■ What you will do ■
Here are some records; return them all exactly.

○ ○ ○ ○ ○

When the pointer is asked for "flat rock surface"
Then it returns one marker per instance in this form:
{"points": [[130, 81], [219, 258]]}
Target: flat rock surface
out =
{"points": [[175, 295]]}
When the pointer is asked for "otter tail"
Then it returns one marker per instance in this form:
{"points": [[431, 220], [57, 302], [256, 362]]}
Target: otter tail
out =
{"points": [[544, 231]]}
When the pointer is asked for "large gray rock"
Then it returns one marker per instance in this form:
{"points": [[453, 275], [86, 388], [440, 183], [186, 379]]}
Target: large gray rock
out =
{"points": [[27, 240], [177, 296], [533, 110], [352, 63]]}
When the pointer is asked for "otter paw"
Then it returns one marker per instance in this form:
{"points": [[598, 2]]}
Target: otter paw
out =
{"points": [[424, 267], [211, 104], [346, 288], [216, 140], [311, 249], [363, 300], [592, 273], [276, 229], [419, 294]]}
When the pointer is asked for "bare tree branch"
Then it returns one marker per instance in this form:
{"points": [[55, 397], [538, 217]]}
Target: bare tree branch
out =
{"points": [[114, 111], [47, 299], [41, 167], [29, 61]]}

○ ○ ○ ○ ○

■ Answer to the task ■
When the pointer is asked for "flat rock surface"
Then it returns one marker per instance in this form:
{"points": [[130, 81], [219, 258]]}
Target: flat rock surface
out =
{"points": [[175, 295]]}
When the pointer is asked for "otter tail"
Then it returns one marker per instance in this form:
{"points": [[431, 220], [57, 302], [256, 362]]}
Target: otter tail
out =
{"points": [[544, 231]]}
When the pointer is asked for "large gray rock"
Then it returns one marker per instance in this form:
{"points": [[453, 275], [86, 388], [440, 183], [186, 379]]}
Target: large gray rock
out =
{"points": [[27, 240], [177, 296], [533, 110], [352, 63]]}
When the pointer is asked for "otter paw"
Then it returns one marker per instance in this form:
{"points": [[598, 2]]}
Target: otter paw
out =
{"points": [[424, 267], [211, 104], [346, 288], [216, 140], [311, 249], [363, 300], [592, 273], [276, 229], [419, 294]]}
When the pointer is asked for "bare tree branch"
Then it returns one marker per instance in this form:
{"points": [[55, 397], [538, 217]]}
Target: bare tree branch
out =
{"points": [[114, 111], [47, 299], [41, 167], [29, 61]]}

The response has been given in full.